On 9 April 1901, Rajchandra died in Rajkot, surrounded by family and disciples. He was thirty-three years old. He left behind more than nine hundred letters charting his spiritual journey, philosophical poetry that remains a cornerstone of Gujarati literature, and an influence on Gandhi that the Mahatma acknowledged until his own death nearly half a century later.
Apurva Avsar — meaning ‘a rare occasion’ — premiered at Prithvi Theatre, Mumbai on 28 February 2007. Written by Raju Dave and Manoj Shah, the play does something ambitious even by Ideas Unlimited’s standards: it puts 2,500 years of Jain spiritual history on a single stage. Three actors — Dharmendra Gohil, Pratik Gandhi, and Pulkit Solanki — perform fifteen characters across three centuries, bringing together Acharya Hemchandra of the 11th century, Avdhut Anand Ghanji of the 17th century, and Rajchandra of the 19th, showing not an isolated life but a living tradition.

Dharmendra Gohil plays Rajchandra. It was a role that demanded something different from the dissolute poet he had already made his own in Mareez three years earlier. Where Mareez burned with excess, Rajchandra burned with restraint. Gohil had to embody a man whose simplicity was his most radical quality — a businessman walking the streets of Mumbai, looking like any other merchant, while carrying within him a spiritual intensity that would redirect the course of Indian independence. Deepa Punjani of Mumbai Theatre Guide called his performance ‘compelling.’ The India West review, covering the play’s US performances at the Jain Center of Southern California, praised all three actors for sustaining the two-and-a-half-hour narrative.
Pratik Gandhi — years before Scam 1992 would make him a household name — played multiple roles including figures from Rajchandra’s world of business and spiritual seeking. Pulkit Solanki completed the trio. Three actors, fifteen characters, and a set designed by Subhash Ashar that moved between the village of Vavaniya, the counting houses of Mumbai, and the inner landscape of a soul approaching liberation. Suresh Joshi’s musical score carried the weight of the spiritual passages.
Shah’s direction kept the play deliberately simple. ‘I have read a lot about him before conceiving this believable character,’ he told Jigna Padhiar of the Times of India. ‘Minute details like, what a businessman in Mumbai would have worn decades ago, or how he walked on the streets of Mumbai, have been looked into. Probably due to these nuances, the play is kept very simple. Through the play, I have tried to transport my audience to the past.’ The simplicity was a choice, not a limitation. Rajchandra’s life was not the stuff of theatrical spectacle. It was the stuff of quiet transformation.

The play travelled. From Prithvi Theatre to NCPA. From Mumbai to Surat to Baroda. Then to the United States, where it was performed at the Jain Center of Southern California in July 2007. Archana Dongre, reviewing the US performance for India West, described how a full house sat through the intellectually challenging two-and-a-half-hour drama — evidence that the hunger for this story crossed oceans. A Hindi adaptation by Prayas Dave followed the same year, performed at the Mysore Association in Matunga, bringing Rajchandra’s story to audiences beyond the Gujarati-speaking world.

> **Dataset rows**:
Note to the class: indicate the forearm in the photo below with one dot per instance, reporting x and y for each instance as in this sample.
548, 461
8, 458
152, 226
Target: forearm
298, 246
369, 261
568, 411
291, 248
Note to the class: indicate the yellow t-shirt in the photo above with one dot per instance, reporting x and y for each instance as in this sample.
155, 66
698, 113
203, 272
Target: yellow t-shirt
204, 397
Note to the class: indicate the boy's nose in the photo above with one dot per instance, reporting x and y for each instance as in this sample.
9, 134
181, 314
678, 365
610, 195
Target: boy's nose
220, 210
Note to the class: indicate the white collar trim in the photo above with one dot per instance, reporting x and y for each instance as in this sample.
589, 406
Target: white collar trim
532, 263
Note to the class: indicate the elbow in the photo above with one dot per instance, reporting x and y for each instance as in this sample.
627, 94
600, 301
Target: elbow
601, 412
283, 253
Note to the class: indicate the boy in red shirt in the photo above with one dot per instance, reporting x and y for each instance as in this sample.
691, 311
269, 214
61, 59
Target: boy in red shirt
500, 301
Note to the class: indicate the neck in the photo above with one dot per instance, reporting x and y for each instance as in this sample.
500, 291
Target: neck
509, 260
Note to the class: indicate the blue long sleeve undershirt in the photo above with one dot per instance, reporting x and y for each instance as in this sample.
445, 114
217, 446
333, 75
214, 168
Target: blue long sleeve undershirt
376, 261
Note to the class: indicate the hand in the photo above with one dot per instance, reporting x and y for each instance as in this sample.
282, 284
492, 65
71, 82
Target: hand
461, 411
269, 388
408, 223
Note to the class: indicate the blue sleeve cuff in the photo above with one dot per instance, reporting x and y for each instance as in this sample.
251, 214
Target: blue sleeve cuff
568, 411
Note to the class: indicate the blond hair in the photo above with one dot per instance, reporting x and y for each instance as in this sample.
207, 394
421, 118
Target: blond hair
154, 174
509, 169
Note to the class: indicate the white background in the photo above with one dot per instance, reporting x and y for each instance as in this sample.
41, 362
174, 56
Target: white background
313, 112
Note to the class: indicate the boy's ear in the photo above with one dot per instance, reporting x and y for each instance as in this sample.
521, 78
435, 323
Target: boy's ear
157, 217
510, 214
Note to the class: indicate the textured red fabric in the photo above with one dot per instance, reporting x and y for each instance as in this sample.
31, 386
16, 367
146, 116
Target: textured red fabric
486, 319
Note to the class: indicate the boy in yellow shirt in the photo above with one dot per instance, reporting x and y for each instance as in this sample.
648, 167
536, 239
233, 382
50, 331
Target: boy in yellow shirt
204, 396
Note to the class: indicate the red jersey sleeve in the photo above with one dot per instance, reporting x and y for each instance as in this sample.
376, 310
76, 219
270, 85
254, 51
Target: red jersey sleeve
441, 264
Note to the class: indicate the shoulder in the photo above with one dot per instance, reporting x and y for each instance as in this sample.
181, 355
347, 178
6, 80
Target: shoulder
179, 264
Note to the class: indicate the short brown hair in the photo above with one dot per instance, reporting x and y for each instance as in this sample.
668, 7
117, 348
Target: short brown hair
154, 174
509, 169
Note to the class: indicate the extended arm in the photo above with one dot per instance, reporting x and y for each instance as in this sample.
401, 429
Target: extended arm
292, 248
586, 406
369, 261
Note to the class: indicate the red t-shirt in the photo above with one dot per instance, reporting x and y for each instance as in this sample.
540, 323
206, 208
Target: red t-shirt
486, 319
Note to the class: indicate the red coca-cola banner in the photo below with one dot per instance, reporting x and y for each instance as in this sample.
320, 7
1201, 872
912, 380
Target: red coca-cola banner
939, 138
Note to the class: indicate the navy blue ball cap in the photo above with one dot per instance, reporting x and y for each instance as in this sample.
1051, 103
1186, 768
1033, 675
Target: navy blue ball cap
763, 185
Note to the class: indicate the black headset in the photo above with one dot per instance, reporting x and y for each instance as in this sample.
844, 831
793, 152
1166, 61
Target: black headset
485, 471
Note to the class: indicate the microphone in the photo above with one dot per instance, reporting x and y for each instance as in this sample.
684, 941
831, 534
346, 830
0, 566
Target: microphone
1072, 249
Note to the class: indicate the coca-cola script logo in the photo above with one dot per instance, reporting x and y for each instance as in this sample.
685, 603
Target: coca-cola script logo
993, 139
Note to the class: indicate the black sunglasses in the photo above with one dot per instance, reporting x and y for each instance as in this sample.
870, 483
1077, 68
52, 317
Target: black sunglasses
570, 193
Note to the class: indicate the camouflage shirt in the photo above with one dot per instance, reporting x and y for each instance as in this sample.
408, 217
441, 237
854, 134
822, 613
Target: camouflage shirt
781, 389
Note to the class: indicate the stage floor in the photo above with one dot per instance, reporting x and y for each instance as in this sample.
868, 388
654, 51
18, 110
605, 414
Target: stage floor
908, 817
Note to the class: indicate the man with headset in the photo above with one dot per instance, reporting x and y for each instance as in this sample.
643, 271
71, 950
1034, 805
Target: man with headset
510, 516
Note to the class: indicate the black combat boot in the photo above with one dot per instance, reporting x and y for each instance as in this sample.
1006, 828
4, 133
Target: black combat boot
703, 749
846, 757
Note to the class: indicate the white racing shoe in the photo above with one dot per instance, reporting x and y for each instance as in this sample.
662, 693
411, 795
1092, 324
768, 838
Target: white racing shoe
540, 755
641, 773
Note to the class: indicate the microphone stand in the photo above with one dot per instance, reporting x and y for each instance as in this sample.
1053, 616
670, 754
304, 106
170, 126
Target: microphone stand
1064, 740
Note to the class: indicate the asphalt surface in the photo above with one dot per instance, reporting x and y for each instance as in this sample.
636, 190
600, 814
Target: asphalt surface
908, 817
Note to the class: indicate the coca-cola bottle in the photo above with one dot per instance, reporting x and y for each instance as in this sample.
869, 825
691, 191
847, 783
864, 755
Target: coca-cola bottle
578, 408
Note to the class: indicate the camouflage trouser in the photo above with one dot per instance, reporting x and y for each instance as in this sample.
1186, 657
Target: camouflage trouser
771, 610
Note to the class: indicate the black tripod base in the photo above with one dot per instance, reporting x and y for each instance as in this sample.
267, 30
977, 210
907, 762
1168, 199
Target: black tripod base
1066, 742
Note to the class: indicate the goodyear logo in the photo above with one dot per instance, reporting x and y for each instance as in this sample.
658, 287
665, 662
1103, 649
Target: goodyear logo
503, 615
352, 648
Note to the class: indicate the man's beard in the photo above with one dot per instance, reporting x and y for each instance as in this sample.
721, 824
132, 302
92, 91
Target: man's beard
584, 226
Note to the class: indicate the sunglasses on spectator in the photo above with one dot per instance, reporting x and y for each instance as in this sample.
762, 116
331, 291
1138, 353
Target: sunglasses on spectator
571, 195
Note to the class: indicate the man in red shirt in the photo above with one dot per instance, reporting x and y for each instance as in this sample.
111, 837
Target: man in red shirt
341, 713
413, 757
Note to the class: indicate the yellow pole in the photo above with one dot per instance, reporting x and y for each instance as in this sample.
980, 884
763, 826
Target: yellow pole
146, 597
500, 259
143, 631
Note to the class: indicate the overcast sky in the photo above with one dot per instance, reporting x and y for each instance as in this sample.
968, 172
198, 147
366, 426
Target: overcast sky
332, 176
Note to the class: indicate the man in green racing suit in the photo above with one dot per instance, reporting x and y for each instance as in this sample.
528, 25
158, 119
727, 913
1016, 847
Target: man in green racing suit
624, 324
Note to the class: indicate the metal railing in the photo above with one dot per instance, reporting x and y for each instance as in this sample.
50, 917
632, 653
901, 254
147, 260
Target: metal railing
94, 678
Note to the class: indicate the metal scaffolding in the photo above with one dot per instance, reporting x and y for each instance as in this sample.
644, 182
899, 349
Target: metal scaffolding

> **Goals**:
a - According to the text on Apurva Avsar, who designed the set for the play?
b - Echo the stretch of the text on Apurva Avsar from "The play travelled." through "the Gujarati-speaking world.".
The items above are separate material and are unrelated to the text on Apurva Avsar.

> **Solutions per task**:
a - Subhash Ashar designed the set.

b -
The play travelled. From Prithvi Theatre to NCPA. From Mumbai to Surat to Baroda. Then to the United States, where it was performed at the Jain Center of Southern California in July 2007. Archana Dongre, reviewing the US performance for India West, described how a full house sat through the intellectually challenging two-and-a-half-hour drama — evidence that the hunger for this story crossed oceans. A Hindi adaptation by Prayas Dave followed the same year, performed at the Mysore Association in Matunga, bringing Rajchandra’s story to audiences beyond the Gujarati-speaking world.